Natural language region descriptions
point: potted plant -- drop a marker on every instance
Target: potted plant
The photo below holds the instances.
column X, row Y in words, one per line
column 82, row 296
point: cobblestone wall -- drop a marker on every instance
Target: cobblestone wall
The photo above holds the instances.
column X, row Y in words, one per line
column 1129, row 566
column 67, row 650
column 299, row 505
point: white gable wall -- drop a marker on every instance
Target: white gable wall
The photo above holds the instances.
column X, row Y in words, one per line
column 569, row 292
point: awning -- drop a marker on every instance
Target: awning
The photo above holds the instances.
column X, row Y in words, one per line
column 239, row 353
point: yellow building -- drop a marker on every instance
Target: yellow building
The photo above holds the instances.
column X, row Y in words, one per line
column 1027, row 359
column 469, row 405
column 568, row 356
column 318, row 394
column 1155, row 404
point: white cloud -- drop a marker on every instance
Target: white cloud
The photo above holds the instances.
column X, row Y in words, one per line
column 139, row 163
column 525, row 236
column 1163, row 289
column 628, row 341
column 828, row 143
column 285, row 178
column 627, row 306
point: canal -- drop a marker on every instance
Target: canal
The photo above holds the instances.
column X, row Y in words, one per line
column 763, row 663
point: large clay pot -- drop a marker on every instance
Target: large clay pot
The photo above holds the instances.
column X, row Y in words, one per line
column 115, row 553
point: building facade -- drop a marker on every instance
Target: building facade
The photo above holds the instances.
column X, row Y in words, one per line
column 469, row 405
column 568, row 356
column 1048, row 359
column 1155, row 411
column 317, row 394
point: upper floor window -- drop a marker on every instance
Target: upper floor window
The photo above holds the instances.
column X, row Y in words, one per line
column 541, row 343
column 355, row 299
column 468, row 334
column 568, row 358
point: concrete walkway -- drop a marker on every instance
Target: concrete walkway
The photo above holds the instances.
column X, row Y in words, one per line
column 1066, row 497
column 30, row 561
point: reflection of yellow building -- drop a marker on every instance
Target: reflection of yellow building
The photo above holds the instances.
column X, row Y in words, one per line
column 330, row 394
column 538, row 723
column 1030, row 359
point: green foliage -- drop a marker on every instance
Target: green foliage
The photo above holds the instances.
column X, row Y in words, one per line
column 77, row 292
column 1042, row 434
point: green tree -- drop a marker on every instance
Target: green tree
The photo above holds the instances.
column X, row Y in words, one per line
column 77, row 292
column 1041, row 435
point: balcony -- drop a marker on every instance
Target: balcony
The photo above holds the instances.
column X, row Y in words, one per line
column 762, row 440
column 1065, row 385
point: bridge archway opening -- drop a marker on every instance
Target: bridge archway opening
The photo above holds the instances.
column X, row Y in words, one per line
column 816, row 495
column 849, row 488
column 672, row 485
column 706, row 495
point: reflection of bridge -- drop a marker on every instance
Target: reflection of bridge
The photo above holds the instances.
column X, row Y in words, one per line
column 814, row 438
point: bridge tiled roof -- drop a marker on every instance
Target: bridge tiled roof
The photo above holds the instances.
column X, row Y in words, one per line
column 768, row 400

PROBLEM DESCRIPTION :: The full set of entries should be transcribed exactly.

RESPONSE AREA ::
point: potted plant -- drop a marker on every instance
Target: potted plant
The photo below holds the instances.
column X, row Y in words, one per line
column 82, row 296
point: cobblestone wall -- drop a marker on every instance
Target: cobblestone wall
The photo above holds the instances.
column X, row Y in words, one per line
column 1129, row 566
column 67, row 650
column 299, row 505
point: white gable wall -- drop a marker on every instance
Target: white gable wall
The photo above holds the instances.
column X, row Y in words, one per line
column 569, row 292
point: awning -- drop a marker on every instance
Target: awning
The photo above holds the instances.
column X, row Y in words, one per line
column 239, row 353
point: yellow building -- drop a marker on every instance
Target: yellow building
The photo above holds the instances.
column X, row Y in words, one per line
column 1027, row 359
column 469, row 405
column 568, row 356
column 318, row 394
column 1155, row 404
point: white cloud -- drop a marker on every instance
Target: white cloud
The photo above holds the instances.
column X, row Y in words, one per line
column 139, row 163
column 525, row 236
column 1163, row 289
column 628, row 341
column 828, row 143
column 285, row 178
column 627, row 306
point: canal -- drop a marker on every instance
Target: canal
The photo above holds the instances.
column X, row Y in words, one per line
column 763, row 663
point: large clay pot -- drop a marker on every instance
Target: large clay pot
The photo above holds the instances.
column X, row Y in words, one per line
column 115, row 553
point: building facade -- drop a marker on every instance
Target: building facade
The photo above holds the instances.
column X, row Y in words, one per line
column 469, row 405
column 568, row 356
column 1048, row 359
column 1155, row 411
column 317, row 394
point: upper floor window -- drop a marker on every instance
Target: upper floor window
The photo above holds the instances.
column X, row Y in words, one per line
column 541, row 343
column 355, row 299
column 468, row 334
column 568, row 358
point: concrete walkway -- drop a marker on every instance
Target: concrete walkway
The photo above holds the instances.
column X, row Y in words, one per line
column 1066, row 497
column 30, row 561
point: reflection of yellow building -- drop a marker on every instance
Target: reflection of yellow building
The photo above holds the instances.
column X, row Y in words, one per line
column 330, row 394
column 538, row 723
column 1030, row 359
point: green foliage -- drop a marker on every instance
Target: green foliage
The photo above holds the instances.
column X, row Y in words, one per line
column 77, row 292
column 1042, row 434
point: green tree -- drop a marker on every instance
Target: green tree
The photo above holds the instances.
column X, row Y in words, one per line
column 77, row 292
column 1041, row 435
point: balcony -- drop a marker on every instance
Target: balcony
The photo above holds the instances.
column X, row Y in words, one per line
column 762, row 440
column 1065, row 385
point: bridge archway opening -- drop a marker on every instance
Target: bridge archway opening
The photo above holds the instances.
column X, row Y in words, one per line
column 816, row 495
column 849, row 488
column 672, row 485
column 706, row 495
point: reflection of bridge -- drop a marker on every instance
Target: reflection of bridge
The photo above holds the instances.
column X, row Y in words, one per line
column 814, row 438
point: bridge tiled roof -- drop a marker on every instance
Target: bridge tiled roof
The photo above holds the instances.
column X, row Y in words, one per line
column 768, row 400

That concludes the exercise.